阅读文本:
□ □ □

Prometheus & SCRAPERS
相比于Telegraf,Prometheus 是一个更强大的监控工具,它支持多种数据源,包括 InfluxDB。因此Influxdb也相应的支持Prometheus的数据源格式,并且可以通过创建SCRAPERS任务,将Prometheus的数据源配置到InfluxDB中。但是要注意的时,想比于telegraf的推送模型,Prometheus是拉取模型,因此需要安装对应的插件暴露对应的接口,通过influxdb的scrapers任务进行拉取。

其中主要关注URL,这个是需要我们自己暴露出来的接口(github有大量的开源项目,各种系统的性能指标都能找到对应的项目可以直接使用),保证这个接口满足Prometheus的数据格式,这样数据库中得到的数据就可以直接使用。此处不再重复演示。

□ □ □

本题清单:

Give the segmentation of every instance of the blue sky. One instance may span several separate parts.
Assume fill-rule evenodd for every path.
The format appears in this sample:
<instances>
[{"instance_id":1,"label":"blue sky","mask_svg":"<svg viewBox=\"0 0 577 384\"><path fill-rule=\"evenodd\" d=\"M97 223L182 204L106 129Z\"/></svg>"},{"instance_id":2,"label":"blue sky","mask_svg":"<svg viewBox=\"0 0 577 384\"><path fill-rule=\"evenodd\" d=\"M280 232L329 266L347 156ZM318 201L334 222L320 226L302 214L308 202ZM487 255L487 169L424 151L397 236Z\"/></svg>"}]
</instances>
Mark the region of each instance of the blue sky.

□ □ □

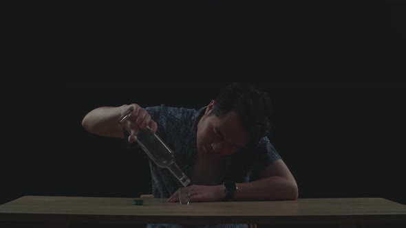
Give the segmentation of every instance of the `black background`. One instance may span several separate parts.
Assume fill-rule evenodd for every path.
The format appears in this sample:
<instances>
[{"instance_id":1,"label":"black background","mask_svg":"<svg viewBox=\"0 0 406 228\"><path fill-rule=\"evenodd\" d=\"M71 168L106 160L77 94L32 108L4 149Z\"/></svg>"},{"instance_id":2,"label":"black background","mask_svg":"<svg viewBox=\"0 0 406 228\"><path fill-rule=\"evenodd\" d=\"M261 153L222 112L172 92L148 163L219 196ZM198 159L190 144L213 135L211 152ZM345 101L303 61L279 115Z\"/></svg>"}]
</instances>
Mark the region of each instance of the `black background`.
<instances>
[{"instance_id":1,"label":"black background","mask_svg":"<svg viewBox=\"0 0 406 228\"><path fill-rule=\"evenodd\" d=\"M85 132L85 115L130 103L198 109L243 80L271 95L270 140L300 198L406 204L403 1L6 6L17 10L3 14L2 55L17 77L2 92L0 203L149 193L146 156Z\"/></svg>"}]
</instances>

□ □ □

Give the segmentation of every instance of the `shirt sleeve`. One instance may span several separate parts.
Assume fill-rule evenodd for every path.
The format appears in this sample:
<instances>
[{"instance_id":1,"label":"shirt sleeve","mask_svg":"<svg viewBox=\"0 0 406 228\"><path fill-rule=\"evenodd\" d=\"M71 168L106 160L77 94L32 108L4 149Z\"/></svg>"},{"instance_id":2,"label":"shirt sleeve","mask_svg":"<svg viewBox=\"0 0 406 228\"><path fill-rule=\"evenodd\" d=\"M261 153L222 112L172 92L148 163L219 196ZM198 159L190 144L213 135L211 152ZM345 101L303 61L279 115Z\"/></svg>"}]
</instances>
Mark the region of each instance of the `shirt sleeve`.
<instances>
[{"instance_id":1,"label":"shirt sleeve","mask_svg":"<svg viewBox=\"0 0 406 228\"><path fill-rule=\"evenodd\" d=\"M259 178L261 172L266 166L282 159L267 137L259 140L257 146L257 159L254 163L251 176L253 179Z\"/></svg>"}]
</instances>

□ □ □

练习说明:
**a)** 关于 Prometheus 与 SCRAPERS 的文本中,"相比于Telegraf,Prometheus 是一个更强大的监控工具,它支持多种数据源,包括 InfluxDB。"这句话用英文怎么说?
**b)** 能否把清单中以含有"Give the segmentation of every instance of the blue"的那一行开头、以含有"Mark the region of each instance of the blue"的那一行结尾的部分原样重写一遍,首尾两行都包括在内?
上面的文本和清单出自不同来源,彼此并无关联。

各题答案:
**a)** Compared with Telegraf, Prometheus is a more powerful monitoring tool, and it supports multiple data sources, including InfluxDB.

**b)**
Give the segmentation of every instance of the blue sky. One instance may span several separate parts.
Assume fill-rule evenodd for every path.
The format appears in this sample:
<instances>
[{"instance_id":1,"label":"blue sky","mask_svg":"<svg viewBox=\"0 0 577 384\"><path fill-rule=\"evenodd\" d=\"M97 223L182 204L106 129Z\"/></svg>"},{"instance_id":2,"label":"blue sky","mask_svg":"<svg viewBox=\"0 0 577 384\"><path fill-rule=\"evenodd\" d=\"M280 232L329 266L347 156ZM318 201L334 222L320 226L302 214L308 202ZM487 255L487 169L424 151L397 236Z\"/></svg>"}]
</instances>
Mark the region of each instance of the blue sky.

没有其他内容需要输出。